[Material]:
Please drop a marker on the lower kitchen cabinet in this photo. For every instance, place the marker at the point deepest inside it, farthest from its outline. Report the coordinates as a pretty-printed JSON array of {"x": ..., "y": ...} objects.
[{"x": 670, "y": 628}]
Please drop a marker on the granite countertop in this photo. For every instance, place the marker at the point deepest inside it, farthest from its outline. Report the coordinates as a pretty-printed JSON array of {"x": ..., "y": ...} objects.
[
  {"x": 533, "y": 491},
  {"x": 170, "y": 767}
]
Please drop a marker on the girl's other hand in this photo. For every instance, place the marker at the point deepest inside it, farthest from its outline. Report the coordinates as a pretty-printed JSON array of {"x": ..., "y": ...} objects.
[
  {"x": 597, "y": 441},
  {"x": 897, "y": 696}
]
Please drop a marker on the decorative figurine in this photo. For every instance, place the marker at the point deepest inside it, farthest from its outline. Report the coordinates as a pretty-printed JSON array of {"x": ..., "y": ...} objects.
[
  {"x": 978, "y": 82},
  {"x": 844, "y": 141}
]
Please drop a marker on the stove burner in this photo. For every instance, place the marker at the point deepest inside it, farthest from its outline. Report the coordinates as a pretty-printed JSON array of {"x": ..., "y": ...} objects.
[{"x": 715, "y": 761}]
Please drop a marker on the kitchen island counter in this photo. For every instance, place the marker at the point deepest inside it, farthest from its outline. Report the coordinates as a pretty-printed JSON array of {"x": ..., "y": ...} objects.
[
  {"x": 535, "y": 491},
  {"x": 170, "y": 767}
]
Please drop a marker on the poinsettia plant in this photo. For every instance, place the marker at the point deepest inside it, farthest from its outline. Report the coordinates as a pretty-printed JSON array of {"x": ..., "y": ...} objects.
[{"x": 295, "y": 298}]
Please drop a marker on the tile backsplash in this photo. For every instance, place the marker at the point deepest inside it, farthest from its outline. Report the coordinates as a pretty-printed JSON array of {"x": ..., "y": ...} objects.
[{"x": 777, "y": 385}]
...
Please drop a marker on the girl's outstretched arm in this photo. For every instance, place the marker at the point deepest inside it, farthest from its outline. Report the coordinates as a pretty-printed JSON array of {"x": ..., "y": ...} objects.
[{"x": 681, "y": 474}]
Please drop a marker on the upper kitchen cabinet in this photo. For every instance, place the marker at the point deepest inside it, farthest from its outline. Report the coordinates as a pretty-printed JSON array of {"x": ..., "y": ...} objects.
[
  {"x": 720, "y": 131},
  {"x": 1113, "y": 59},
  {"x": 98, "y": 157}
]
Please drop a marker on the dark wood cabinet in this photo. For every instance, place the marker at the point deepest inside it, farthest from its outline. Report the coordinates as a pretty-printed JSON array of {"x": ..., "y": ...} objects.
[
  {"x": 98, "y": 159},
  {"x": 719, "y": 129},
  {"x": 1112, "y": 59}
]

[Your instructions]:
Find every line in the data above that contains the string "plant", matching case exactly, and copy each of those lines.

[Solution]:
Please drop a marker on the poinsettia plant in this photo. For every instance, place the marker at the point deepest inside it, farthest from its outline. Report the coordinates as a pretty-printed JSON array of {"x": ..., "y": ...} objects.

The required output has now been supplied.